**Source excerpt**
Question

$1 \,g$ of graphite is burnt in a bomb calorimeter in excess of oxygen at $298\, K$ and $1$ atmospheric pressure according to the equation,
$C_{\text{graphite)}}+O_{2(g)} \to CO_{2(g)}$
During the reaction, temperature rises from $298 \,K$ to $299\, K$ If the heat capacity of the bomb calorimeter is $20.7 \,kJ/K$, what is the enthalpy change for the above reaction at $298 \,K$ and $1\, atm$ ?

• A. $20.7\,kJ$
• B. $-2.48 \times 10^{2}\,kJ\,mol^{-1}$
• C. $+2.48 \times 10^{2}\,kJ\,mol^{-1}$
• D. $-3.5 \times 10^{-3}\,kJ\,mol^{-1}$

Answer 1

Answer: (B)

Heat evolved in the reaction $=C_{v}\,\Delta T$
$=-20.7 \times 1 = -20.7\,kJ$
(Negative value indicates the exothermic nature of the reaction)
Heat evolved in the combustion of 1 mole of graphite, i.e.$ 12 \,g$ graphite will be
$\Delta U =-20.7 \times 12\,kJ\,mol^{-1}$
$=-2.48 \times 10^{2}\,kJ\,mol^{-1}$
$\Delta H = \Delta U+\Delta_{g}RT$
$\Delta \,n_{g}=0$ for the given reaction
$\therefore \Delta H= \Delta U =-2.48 \times 10^{2} KJ\,mol^{-1}$

**Exercise set**
1. List the four answer choices offered in the calorimetry problem, each with its letter.
2. Please quote the calorimetry problem between "Answer: (B)" and "of the reaction)", inclusive.

Stored records:

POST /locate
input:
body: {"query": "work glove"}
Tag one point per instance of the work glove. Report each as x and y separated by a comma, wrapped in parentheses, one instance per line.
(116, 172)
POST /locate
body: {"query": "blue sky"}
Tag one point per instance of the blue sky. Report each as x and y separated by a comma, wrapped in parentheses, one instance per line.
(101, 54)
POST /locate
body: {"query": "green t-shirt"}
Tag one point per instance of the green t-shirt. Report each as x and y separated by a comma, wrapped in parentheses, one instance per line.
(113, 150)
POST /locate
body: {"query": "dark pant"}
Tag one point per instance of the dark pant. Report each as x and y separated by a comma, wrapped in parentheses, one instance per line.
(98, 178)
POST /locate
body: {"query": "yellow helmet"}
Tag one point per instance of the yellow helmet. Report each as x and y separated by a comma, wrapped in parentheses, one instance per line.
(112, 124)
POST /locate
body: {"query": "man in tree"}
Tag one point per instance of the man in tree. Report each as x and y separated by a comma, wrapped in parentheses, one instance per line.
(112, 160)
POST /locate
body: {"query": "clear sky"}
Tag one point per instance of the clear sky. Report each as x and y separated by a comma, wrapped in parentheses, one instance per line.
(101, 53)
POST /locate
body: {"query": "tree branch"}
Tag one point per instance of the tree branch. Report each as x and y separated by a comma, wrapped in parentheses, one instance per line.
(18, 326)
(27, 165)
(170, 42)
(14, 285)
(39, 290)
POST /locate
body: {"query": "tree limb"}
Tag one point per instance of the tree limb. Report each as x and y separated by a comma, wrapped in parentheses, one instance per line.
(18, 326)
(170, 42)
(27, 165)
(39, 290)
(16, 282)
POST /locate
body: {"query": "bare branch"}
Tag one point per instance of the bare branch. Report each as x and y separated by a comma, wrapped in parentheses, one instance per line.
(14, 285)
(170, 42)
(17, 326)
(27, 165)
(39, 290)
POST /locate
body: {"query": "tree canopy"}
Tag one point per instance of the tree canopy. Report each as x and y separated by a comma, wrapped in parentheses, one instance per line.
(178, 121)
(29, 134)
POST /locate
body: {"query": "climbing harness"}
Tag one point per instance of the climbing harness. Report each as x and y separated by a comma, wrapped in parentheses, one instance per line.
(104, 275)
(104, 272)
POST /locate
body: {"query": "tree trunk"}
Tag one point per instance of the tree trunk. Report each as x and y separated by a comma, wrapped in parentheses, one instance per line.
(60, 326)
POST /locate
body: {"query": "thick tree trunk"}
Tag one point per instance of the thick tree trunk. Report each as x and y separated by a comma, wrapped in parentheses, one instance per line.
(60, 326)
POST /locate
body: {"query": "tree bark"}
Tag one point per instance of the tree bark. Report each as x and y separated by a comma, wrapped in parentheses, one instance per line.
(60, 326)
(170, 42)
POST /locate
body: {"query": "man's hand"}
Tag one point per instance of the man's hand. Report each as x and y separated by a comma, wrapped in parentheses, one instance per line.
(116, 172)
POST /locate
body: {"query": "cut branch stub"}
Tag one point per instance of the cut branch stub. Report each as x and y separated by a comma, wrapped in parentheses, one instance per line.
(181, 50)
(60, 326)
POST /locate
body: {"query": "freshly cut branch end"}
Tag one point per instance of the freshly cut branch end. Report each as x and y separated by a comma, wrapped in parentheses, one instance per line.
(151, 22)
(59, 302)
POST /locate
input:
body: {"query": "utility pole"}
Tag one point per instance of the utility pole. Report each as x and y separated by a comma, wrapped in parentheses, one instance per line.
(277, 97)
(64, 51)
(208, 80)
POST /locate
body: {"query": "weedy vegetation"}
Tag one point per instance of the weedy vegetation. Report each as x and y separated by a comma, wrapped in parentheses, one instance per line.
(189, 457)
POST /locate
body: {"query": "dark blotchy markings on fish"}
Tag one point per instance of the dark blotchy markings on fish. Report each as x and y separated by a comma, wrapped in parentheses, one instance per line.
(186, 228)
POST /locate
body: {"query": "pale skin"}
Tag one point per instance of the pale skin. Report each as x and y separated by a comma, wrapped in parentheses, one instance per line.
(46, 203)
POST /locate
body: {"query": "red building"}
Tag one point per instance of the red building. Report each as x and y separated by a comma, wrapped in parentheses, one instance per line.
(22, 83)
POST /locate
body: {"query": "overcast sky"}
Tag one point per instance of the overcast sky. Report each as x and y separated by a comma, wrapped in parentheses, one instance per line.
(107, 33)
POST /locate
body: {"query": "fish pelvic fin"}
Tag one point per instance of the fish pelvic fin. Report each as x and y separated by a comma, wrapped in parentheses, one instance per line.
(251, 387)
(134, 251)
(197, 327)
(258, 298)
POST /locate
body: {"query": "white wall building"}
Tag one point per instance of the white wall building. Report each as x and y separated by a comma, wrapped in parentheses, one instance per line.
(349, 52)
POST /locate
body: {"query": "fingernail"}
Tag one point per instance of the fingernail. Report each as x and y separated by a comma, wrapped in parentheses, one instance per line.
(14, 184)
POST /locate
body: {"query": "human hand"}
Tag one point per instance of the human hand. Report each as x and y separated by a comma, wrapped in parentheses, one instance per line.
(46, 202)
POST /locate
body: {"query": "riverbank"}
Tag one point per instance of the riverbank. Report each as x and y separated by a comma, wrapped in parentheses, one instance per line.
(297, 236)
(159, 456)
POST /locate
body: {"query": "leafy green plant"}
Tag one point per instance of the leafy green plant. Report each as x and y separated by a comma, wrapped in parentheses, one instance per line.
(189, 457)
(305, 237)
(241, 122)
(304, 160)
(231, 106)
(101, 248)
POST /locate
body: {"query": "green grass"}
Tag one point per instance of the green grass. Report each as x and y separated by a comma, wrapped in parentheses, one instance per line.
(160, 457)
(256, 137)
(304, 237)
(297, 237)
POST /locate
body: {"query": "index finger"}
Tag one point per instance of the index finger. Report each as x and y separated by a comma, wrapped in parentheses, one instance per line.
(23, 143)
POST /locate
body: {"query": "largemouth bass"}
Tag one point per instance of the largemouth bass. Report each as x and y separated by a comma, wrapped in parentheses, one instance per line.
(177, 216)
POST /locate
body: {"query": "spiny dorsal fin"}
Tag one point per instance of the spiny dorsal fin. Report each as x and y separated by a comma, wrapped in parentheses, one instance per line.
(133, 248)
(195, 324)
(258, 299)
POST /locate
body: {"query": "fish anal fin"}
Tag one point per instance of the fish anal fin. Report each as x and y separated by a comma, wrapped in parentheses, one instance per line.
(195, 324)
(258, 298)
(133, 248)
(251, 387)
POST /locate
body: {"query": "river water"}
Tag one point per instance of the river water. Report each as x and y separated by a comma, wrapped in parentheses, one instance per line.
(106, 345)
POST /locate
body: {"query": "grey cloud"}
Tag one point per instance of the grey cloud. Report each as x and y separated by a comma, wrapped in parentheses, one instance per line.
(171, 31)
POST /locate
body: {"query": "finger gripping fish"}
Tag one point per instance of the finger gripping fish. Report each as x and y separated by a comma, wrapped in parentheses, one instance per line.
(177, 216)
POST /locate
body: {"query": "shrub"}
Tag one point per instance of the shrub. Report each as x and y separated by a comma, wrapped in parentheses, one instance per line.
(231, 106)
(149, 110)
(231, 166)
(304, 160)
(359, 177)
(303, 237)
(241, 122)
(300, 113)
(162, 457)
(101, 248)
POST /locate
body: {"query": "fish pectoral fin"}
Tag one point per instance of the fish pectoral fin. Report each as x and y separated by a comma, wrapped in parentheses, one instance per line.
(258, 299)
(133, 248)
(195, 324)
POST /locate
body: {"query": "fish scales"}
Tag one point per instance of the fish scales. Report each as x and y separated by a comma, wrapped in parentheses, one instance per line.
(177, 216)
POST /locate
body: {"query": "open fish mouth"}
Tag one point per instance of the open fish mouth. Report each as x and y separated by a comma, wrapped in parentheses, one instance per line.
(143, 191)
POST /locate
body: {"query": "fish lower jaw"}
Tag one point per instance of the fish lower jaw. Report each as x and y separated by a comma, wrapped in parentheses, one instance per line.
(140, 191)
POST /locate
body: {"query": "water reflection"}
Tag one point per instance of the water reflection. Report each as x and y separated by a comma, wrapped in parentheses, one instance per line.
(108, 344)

**Solutions to the tasks**
1.
A. $20.7\,kJ$
B. $-2.48 \times 10^{2}\,kJ\,mol^{-1}$
C. $+2.48 \times 10^{2}\,kJ\,mol^{-1}$
D. $-3.5 \times 10^{-3}\,kJ\,mol^{-1}$

2.
Answer: (B)

Heat evolved in the reaction $=C_{v}\,\Delta T$
$=-20.7 \times 1 = -20.7\,kJ$
(Negative value indicates the exothermic nature of the reaction)